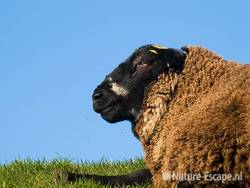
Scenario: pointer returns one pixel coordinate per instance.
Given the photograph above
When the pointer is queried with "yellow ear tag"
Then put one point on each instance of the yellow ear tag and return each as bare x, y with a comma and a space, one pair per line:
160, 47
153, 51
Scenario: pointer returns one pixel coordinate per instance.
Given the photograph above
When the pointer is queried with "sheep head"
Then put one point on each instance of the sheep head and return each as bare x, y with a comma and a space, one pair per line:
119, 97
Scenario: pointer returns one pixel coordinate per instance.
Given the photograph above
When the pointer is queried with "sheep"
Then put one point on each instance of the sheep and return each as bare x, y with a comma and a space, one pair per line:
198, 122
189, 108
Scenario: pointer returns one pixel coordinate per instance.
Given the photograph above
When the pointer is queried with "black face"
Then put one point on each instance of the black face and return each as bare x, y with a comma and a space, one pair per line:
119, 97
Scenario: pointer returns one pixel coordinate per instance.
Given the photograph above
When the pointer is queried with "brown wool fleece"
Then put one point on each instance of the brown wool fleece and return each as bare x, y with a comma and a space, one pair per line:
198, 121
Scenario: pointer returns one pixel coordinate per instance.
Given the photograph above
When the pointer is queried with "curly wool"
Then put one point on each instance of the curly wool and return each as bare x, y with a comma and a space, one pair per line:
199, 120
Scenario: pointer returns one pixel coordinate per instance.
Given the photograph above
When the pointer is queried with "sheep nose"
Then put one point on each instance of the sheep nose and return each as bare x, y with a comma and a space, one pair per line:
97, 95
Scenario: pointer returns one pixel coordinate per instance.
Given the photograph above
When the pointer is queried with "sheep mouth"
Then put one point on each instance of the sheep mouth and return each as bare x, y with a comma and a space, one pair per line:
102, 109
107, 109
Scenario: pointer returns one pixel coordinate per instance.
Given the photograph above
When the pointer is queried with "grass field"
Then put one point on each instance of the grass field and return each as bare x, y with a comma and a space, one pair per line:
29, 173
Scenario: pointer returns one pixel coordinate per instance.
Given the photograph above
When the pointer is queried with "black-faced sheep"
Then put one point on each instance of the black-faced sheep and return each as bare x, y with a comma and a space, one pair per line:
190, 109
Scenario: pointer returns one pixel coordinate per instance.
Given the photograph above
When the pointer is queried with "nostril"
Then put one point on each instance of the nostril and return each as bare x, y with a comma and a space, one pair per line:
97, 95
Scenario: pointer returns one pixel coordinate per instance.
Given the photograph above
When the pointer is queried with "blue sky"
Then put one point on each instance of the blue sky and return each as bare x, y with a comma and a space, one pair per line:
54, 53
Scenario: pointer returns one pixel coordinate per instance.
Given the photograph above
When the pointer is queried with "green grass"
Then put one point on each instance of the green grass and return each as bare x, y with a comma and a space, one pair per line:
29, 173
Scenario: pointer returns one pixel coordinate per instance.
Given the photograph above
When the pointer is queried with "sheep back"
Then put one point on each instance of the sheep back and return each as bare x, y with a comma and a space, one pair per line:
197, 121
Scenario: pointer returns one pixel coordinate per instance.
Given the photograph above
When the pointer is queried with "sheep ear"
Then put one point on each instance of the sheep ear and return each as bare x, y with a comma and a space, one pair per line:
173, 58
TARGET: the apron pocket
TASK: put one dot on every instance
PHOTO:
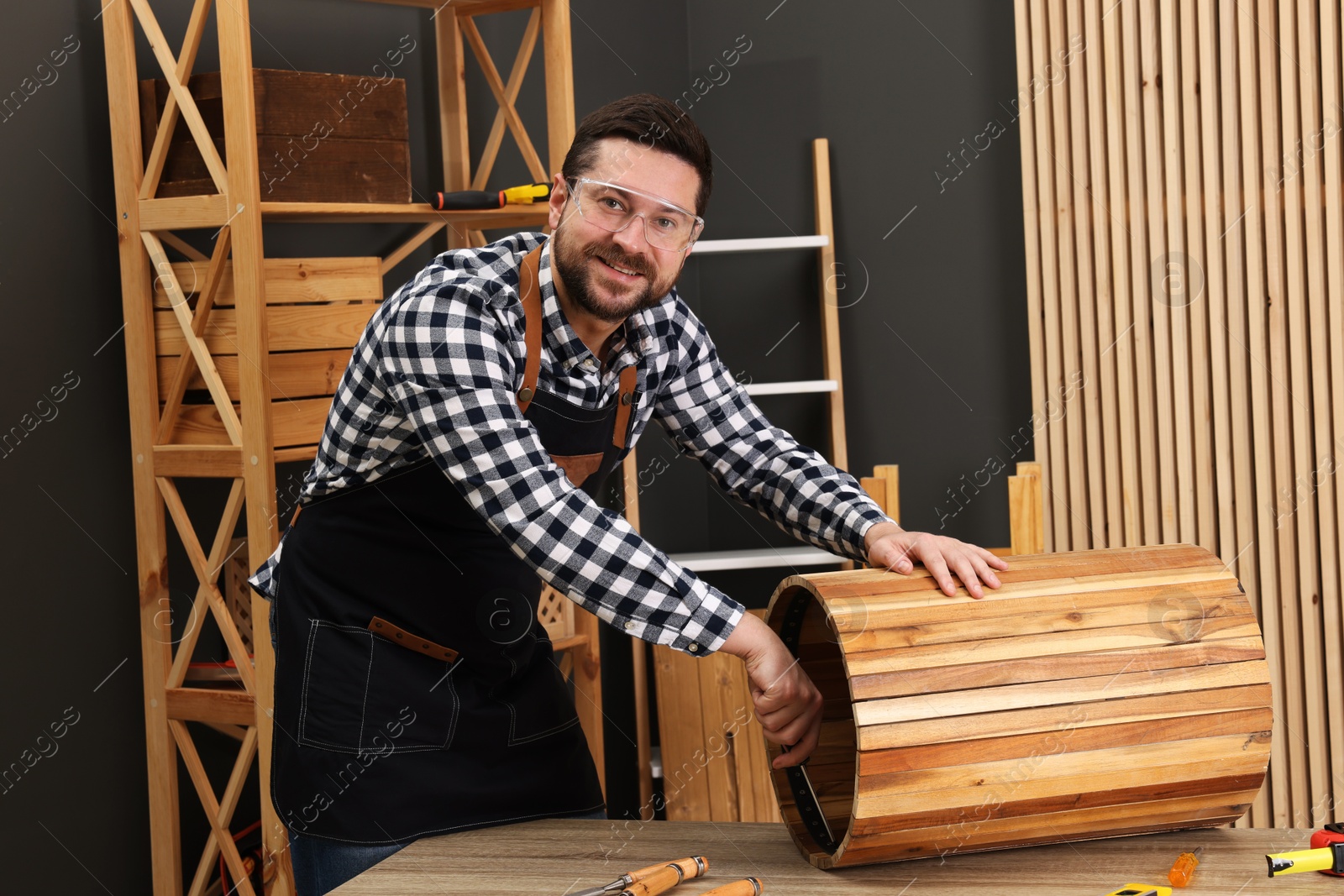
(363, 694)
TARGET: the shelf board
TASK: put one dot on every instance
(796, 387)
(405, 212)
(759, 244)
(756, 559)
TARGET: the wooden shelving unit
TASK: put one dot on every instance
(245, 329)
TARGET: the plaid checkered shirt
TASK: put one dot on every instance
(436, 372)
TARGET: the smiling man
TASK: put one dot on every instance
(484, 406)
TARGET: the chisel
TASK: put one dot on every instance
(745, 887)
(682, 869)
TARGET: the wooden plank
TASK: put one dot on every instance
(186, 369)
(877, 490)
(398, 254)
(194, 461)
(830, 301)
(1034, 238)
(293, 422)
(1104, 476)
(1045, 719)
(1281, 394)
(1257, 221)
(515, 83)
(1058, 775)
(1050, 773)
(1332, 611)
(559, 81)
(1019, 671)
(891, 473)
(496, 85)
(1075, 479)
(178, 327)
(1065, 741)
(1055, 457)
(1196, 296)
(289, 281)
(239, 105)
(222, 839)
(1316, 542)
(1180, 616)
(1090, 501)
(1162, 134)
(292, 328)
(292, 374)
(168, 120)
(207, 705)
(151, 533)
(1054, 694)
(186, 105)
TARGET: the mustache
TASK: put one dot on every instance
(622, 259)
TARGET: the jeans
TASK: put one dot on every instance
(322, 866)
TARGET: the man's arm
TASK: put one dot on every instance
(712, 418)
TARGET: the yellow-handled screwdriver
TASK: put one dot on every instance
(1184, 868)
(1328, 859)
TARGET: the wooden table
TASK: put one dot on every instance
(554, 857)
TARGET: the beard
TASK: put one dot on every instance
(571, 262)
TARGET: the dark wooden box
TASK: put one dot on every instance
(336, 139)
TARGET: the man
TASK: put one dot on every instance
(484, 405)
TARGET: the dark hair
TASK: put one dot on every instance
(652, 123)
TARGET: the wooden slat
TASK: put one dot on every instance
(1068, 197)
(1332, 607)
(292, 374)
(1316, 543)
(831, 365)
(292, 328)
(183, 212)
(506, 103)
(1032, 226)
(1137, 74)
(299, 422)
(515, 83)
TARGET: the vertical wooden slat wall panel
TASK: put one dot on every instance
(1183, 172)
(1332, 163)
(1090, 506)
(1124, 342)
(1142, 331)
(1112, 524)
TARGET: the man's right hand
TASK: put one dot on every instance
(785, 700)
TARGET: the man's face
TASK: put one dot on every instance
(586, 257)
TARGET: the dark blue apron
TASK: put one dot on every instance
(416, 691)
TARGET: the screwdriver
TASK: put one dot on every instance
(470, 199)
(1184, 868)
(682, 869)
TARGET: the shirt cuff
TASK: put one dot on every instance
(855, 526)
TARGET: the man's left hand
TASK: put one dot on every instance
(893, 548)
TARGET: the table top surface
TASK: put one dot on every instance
• • • • •
Repeat, exactly and in full, all records above, but include no pictures.

Scenario: pointer returns one pixel coordinate per instance.
Given the photograph above
When the pointer is queried with "yellow ear tag"
Then put one point on each instance of the yellow ear tag and return each as bare x, y with a comma and a space, one pair per line:
160, 47
153, 51
Scenario: pointer returns one pixel coordinate per instance.
Given the photograph above
When the pointer is queried with "sheep head"
Then put one point on each instance of the sheep head and return each as bare x, y with a comma and a space, one pair per line:
119, 97
Scenario: pointer returns one pixel coordinate per instance.
Given the photograph above
When the pointer is queried with "sheep"
Then put one point on each instance of the sheep and return each as bare x, y with a comma and a space, one pair per line:
198, 122
189, 108
Scenario: pointer returns one pixel coordinate per instance.
Given the photograph above
When the pointer is queried with "black face"
Then put one point on each instance of the black face and return each as bare x, y with a comma and a space, one pair per line:
119, 97
Scenario: pointer returns one pixel coordinate per instance.
Given the photograph above
When the pointer is queried with "brown wool fleece"
Then put one point on each instance of the brown wool fleece and return each as bare x, y with a comma and a space, one pair per line:
198, 121
Scenario: pointer returns one pixel coordinate per instance.
Given the photograph above
When the pointer is queried with "curly wool"
Then put one point on each instance of the curly wool and return each as bare x, y with a comma and a space, one pair per line:
199, 120
Scenario: pointer returns one pixel coordinate per instance.
Given the photograph above
When the pointer is queried with "sheep nose"
Then put one point on each instance of the sheep nose and return each as bare x, y with a comma and a space, one pair per line:
97, 95
Scenario: pointer returns one pixel coordinate per instance.
Given the photograph above
When the pointer is queried with "sheep mouth"
Then put one point on each instance of the sheep mouth and return each as bare x, y with a comma and a space, one pair per line:
102, 109
107, 109
Scenario: pointer returns one pixel coordinate per instance.
Given the photograph above
When the pointer is queried with "grass field"
Then put one point on each instance of the grass field and return each as bare x, y with a comma and a space, one pair per line:
29, 173
Scenario: pointer returns one pixel coordinate per instance.
Given the photograph above
When the pointer is queried with "black-faced sheep"
Then put one point on each instance of the black-faced sheep and return each as bare x, y with a comma and a space, one pair per line:
190, 109
Scenario: pointer returns one pixel coordinate per instance.
Given the photograph above
When the pointer is queried with "nostril"
Then put one point on each instance of the nostril and return each as bare x, y with a comma and a space, one pair per line:
97, 95
Scenario: pointer returns one pixel coordinate per instance.
Given the photograph above
When the pointer is queried with "blue sky"
Then put one point on each instance of the blue sky and return each as bare x, y with a comma and a space, one pair per line:
54, 53
Scenario: pointer returns one pixel coordinate per instance.
Given the photograph above
When the pointer is queried with "green grass"
Then put one point on each instance of the green grass and return each as bare x, y with a comma and a space, one pair per line:
29, 173
Scenario: pointer returns one pixel coordinate per instance.
Given the photograph above
When the pointer is queried with "sheep back"
Then put one point on each instance of the sheep back and return each as bare x, y with a comma and a space, one pair per line:
197, 121
Scenario: pointer returns one pixel coordinate per instance.
Given the photograph above
When the pointer is queried with "sheep ear"
Then put one point on each instance of the sheep ear and return each as bare x, y with a comma and a space, one pair per line:
173, 58
TARGET: the apron pocket
TASK: put one dot on every instance
PHOTO:
(363, 694)
TARGET: the shelf board
TASK: put one dot on every instance
(796, 387)
(405, 212)
(759, 244)
(756, 559)
TARGET: the wooden shelving unit
TASK: put one dot on every instance
(245, 329)
TARGET: the plaid checkered shirt
TASK: put one dot on every instance
(436, 372)
TARGET: the smiling man
TASK: put one dot on every instance
(484, 406)
TARGET: the chisel
TASK: put one dot on every instance
(745, 887)
(682, 869)
TARGET: the wooden plank
TASK: put one dot on every instance
(186, 369)
(877, 490)
(398, 254)
(194, 461)
(830, 301)
(1034, 238)
(293, 422)
(1104, 476)
(1045, 719)
(1281, 394)
(1257, 221)
(515, 83)
(1058, 775)
(1050, 773)
(1332, 611)
(559, 81)
(1019, 671)
(891, 473)
(496, 85)
(1075, 479)
(178, 327)
(1065, 741)
(1055, 457)
(1196, 296)
(289, 281)
(239, 105)
(222, 839)
(1316, 542)
(1180, 616)
(1090, 501)
(1162, 134)
(292, 328)
(292, 374)
(168, 120)
(207, 705)
(151, 533)
(1054, 694)
(186, 105)
TARGET: the mustache
TASK: put one dot on every instance
(622, 259)
TARGET: the jeans
TASK: put one dot on every instance
(322, 866)
TARGET: the man's arm
TASK: put one dot on every instance
(712, 418)
TARGET: the yellow-handled screwdriver
TASK: put one dot on every instance
(1184, 868)
(1328, 859)
TARGET: the wooden table
TASK: put one dot on every instance
(554, 857)
TARGET: the beard
TASK: put one dot on every instance
(571, 262)
TARGET: the dark wooden box
TASK: put one dot on every instance
(336, 139)
TARGET: the man
TASK: put one dot on every instance
(484, 405)
TARGET: the dark hair
TASK: put one dot on every instance
(652, 123)
TARGET: the wooden slat
TASK: put one dot on every instance
(1068, 197)
(1332, 607)
(292, 374)
(1316, 543)
(831, 365)
(292, 328)
(183, 212)
(506, 103)
(1032, 226)
(1137, 74)
(299, 422)
(515, 83)
TARGET: the vertical wooden slat wall panel
TASK: put one dot on every instance
(1183, 172)
(1332, 163)
(1090, 506)
(1124, 342)
(1142, 331)
(1112, 524)
TARGET: the man's right hand
TASK: put one dot on every instance
(785, 700)
TARGET: the man's face
TASK: put one dot on every instance
(586, 257)
TARGET: the dark blue apron
TASK: put one dot on every instance
(416, 691)
TARGET: the screwdriver
TASK: put one dot on every instance
(470, 199)
(1184, 868)
(682, 869)
TARGET: the shirt cuff
TASK: put one dot on every instance
(855, 526)
TARGET: the man's left hand
TASK: put one dot on every instance
(893, 548)
TARGET: the table top surface
TASK: put one dot on every instance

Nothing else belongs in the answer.